#### [What is expected]
Lines before the one containing "Where would you say the raspberry" are left out. Retype that line and the rest through the end of the material exactly.

━━━━━ Exercise data ━━━━━

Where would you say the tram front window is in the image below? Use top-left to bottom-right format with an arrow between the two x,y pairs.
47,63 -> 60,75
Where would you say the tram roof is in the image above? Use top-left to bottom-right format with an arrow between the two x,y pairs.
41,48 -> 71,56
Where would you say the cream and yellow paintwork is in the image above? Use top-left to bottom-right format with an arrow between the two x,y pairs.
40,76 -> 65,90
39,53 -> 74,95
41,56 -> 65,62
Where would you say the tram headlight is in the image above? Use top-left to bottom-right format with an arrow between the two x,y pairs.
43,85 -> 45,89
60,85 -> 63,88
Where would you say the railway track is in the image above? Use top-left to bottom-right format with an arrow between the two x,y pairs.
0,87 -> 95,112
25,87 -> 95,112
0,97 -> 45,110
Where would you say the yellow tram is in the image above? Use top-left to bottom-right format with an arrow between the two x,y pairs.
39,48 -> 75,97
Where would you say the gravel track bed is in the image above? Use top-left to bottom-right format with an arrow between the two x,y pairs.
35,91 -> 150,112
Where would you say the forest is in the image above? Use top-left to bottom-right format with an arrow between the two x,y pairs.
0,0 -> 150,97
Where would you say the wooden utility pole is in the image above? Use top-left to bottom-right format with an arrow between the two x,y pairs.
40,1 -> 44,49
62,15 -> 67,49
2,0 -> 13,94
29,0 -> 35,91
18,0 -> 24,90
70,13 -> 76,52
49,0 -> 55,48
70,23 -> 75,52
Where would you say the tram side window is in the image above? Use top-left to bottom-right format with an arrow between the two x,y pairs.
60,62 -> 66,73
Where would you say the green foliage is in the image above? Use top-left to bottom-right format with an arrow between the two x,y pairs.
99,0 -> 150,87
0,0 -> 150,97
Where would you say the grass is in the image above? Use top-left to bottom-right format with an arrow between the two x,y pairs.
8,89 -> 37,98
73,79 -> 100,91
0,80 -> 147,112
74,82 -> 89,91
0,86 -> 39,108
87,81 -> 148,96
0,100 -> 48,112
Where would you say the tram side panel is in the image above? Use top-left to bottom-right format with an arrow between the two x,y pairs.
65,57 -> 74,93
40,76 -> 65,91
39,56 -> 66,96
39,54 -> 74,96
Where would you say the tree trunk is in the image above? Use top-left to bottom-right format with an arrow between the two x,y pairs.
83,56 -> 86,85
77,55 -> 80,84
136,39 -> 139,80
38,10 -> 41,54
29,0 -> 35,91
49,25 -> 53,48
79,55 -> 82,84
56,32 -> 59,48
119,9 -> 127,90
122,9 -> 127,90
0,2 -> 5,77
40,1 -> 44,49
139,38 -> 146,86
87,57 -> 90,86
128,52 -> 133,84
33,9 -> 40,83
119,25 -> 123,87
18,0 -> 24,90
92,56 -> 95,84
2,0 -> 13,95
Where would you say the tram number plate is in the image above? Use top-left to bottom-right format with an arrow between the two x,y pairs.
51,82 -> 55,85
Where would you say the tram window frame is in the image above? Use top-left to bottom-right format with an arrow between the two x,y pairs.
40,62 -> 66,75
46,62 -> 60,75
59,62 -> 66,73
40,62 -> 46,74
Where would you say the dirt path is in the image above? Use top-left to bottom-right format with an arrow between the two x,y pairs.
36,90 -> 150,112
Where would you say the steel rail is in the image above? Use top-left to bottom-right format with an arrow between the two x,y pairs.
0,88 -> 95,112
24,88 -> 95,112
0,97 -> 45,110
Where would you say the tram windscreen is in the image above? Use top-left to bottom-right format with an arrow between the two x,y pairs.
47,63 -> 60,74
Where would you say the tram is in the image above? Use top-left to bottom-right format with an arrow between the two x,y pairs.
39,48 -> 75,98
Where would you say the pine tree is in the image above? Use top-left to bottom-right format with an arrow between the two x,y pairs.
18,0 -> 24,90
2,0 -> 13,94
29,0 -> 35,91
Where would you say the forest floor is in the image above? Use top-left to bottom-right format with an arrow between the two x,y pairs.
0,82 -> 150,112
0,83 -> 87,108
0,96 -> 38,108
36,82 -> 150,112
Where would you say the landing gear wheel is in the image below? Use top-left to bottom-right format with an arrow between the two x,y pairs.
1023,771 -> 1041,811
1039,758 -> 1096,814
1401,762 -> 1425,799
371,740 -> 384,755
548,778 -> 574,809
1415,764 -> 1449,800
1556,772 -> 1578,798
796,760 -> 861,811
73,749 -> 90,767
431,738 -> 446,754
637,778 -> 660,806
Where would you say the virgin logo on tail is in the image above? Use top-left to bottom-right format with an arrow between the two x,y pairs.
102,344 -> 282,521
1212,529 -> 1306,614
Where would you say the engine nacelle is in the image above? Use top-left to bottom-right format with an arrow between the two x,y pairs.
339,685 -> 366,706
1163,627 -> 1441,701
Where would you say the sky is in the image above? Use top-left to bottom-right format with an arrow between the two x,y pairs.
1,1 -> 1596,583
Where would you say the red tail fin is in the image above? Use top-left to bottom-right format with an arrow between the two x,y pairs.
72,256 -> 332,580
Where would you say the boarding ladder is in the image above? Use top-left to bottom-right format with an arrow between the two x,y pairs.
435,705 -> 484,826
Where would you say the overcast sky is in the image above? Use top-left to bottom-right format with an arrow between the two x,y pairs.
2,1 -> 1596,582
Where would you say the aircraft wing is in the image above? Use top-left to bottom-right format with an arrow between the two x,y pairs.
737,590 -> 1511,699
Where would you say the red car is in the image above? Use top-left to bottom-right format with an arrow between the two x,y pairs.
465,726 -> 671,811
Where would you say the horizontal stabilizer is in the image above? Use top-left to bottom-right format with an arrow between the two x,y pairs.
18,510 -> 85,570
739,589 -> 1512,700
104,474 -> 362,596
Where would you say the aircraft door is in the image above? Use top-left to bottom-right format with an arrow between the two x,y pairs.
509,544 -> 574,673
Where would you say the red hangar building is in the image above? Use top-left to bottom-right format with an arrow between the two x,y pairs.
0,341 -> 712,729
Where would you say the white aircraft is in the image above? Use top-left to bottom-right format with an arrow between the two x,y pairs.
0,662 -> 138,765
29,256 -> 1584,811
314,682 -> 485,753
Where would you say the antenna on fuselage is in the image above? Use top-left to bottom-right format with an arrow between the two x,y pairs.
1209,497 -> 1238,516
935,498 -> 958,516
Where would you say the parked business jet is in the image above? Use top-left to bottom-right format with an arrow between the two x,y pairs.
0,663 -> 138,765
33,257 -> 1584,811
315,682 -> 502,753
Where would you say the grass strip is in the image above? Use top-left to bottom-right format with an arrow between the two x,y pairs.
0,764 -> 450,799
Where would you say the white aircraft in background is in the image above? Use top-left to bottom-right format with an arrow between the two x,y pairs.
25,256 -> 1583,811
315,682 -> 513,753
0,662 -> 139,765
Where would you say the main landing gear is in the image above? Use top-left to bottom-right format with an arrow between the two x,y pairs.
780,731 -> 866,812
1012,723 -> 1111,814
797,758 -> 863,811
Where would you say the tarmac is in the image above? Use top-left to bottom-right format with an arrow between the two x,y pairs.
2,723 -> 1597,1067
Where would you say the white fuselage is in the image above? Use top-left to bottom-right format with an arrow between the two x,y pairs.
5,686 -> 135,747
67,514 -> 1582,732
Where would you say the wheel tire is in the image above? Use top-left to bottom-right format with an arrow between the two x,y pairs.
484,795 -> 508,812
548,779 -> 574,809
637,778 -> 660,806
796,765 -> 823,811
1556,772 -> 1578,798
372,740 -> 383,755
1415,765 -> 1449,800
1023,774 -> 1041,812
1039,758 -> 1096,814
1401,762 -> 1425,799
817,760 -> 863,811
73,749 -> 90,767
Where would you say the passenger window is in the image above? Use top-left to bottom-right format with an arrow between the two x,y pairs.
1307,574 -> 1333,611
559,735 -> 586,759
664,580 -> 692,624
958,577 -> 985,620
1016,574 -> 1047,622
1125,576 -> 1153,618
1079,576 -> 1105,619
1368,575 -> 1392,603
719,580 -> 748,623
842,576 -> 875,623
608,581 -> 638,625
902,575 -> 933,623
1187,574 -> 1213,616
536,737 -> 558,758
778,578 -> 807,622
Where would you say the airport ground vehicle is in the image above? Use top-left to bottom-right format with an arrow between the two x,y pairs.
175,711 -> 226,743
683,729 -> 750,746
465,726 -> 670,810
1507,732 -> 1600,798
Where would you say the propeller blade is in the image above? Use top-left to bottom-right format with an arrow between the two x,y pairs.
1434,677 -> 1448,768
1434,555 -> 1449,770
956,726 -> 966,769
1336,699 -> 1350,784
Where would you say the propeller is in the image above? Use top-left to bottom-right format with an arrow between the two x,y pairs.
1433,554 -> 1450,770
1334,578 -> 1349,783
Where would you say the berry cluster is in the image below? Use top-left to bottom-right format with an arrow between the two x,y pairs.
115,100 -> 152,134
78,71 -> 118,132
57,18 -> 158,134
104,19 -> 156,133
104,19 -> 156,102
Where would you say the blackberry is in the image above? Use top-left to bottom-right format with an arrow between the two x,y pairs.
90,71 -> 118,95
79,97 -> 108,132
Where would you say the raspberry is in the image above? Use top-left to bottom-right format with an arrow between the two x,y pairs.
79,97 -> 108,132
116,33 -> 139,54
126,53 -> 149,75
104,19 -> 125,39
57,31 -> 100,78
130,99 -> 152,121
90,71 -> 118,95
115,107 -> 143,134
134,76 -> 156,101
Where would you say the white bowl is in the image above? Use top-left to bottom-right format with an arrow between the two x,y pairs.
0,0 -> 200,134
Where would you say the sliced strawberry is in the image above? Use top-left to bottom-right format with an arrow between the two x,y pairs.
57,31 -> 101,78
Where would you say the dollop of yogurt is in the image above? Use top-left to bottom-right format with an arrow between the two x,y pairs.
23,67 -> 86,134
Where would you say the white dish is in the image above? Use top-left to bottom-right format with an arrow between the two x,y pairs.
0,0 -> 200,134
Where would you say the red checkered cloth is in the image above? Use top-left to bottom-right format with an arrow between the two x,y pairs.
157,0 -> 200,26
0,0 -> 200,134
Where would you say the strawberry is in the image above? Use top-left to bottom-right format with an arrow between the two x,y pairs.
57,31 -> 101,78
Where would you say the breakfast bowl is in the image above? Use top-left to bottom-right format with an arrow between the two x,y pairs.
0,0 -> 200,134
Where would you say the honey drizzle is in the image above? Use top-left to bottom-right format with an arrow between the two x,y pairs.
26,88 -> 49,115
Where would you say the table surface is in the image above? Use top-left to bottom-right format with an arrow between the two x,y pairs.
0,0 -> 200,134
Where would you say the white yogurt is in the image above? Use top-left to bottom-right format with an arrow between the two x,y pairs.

━━━━━

#### [Written solution]
Where would you say the raspberry is in the image above? Use top-left to bottom-right format with an arrow between the two x,y pairs.
79,97 -> 108,132
116,33 -> 139,54
126,53 -> 149,75
104,19 -> 125,39
57,31 -> 100,78
130,99 -> 152,121
90,71 -> 118,95
115,107 -> 143,134
134,76 -> 156,101
Where would you say the white bowl is in the image above? Use top-left to bottom-right format with an arrow between the two x,y pairs.
0,0 -> 200,134
Where would you say the sliced strawberry is in the image above? Use top-left to bottom-right format with an arrow between the two x,y pairs.
57,31 -> 101,78
Where would you say the dollop of yogurt is in the image above? Use top-left to bottom-right format with an arrow between the two x,y pairs.
23,67 -> 86,134
Where would you say the white dish is in the image above? Use top-left to bottom-right format with an arrow between the two x,y pairs.
0,0 -> 200,134
Where would you say the red checkered cloth is in the image above? Use top-left to bottom-right format with an arrow between the two x,y pairs.
157,0 -> 200,26
0,0 -> 200,134
Where would you say the strawberry is in the image above? Use top-left to bottom-right format with an arrow between the two x,y pairs.
57,31 -> 101,78
Where would you say the breakfast bowl is in the image above? Use top-left to bottom-right format with an arrow between the two x,y pairs.
0,0 -> 200,134
Where would you say the honey drizzle is in the image above? Use top-left to bottom-right format with an arrow between the two x,y pairs.
26,88 -> 49,115
Where would you say the table surface is in the image above? Use top-left to bottom-right format with an arrow between the two x,y pairs.
0,0 -> 200,134
Where would you say the white yogurt is in the image above? Use top-left to bottom-right format with an arrow between the two x,y pairs.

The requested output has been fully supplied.